▶ EXERCISE DESCRIPTION:
Rewrite all of the data below, replacing each occurrence of "sample output" with "example output" and leaving every other character unchanged.

▶ GIVEN DATA:
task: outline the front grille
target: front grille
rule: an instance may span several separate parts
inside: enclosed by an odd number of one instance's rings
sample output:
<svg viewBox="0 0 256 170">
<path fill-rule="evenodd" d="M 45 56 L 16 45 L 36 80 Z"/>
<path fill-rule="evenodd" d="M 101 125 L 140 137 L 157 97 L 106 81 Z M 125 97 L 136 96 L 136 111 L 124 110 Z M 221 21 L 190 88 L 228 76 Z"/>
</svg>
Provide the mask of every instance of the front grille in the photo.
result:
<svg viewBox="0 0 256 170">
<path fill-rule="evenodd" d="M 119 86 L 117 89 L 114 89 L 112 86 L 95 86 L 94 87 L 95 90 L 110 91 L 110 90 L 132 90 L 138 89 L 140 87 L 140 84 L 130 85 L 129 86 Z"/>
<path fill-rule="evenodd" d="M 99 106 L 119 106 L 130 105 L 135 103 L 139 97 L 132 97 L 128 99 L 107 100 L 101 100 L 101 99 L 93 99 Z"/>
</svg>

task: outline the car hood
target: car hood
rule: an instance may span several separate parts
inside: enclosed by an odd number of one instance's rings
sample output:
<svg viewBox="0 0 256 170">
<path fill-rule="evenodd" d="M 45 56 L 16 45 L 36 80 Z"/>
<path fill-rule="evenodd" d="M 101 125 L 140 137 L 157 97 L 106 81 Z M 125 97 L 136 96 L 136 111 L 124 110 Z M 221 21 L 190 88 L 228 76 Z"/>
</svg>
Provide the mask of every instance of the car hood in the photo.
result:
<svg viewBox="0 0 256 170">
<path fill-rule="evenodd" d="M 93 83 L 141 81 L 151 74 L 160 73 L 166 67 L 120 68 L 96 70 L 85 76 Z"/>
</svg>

▶ RESULT:
task: outline the front grille
target: front grille
rule: an instance may span several separate parts
inside: enclosed by an odd number of one instance's rings
example output:
<svg viewBox="0 0 256 170">
<path fill-rule="evenodd" d="M 45 56 L 16 45 L 36 80 Z"/>
<path fill-rule="evenodd" d="M 101 125 L 140 137 L 157 97 L 106 81 Z M 125 97 L 136 96 L 136 111 L 124 110 Z M 221 21 L 190 88 L 228 76 Z"/>
</svg>
Provide the mask of every instance of the front grille in the photo.
result:
<svg viewBox="0 0 256 170">
<path fill-rule="evenodd" d="M 119 86 L 117 89 L 114 89 L 112 86 L 95 86 L 94 87 L 95 90 L 110 91 L 110 90 L 132 90 L 138 89 L 140 87 L 140 84 L 130 85 L 129 86 Z"/>
<path fill-rule="evenodd" d="M 99 106 L 119 106 L 130 105 L 135 103 L 139 97 L 132 97 L 128 99 L 107 100 L 101 100 L 101 99 L 93 99 Z"/>
</svg>

task: outline the car hood
target: car hood
rule: an instance may span several separate parts
inside: enclosed by an odd number of one instance's rings
example output:
<svg viewBox="0 0 256 170">
<path fill-rule="evenodd" d="M 45 56 L 16 45 L 36 80 Z"/>
<path fill-rule="evenodd" d="M 101 125 L 140 137 L 157 97 L 106 81 Z M 125 97 L 136 96 L 136 111 L 124 110 Z M 221 21 L 190 88 L 228 76 Z"/>
</svg>
Provide the mask of every instance of the car hood in the photo.
result:
<svg viewBox="0 0 256 170">
<path fill-rule="evenodd" d="M 93 83 L 141 81 L 151 74 L 160 73 L 166 67 L 120 68 L 96 70 L 85 76 Z"/>
</svg>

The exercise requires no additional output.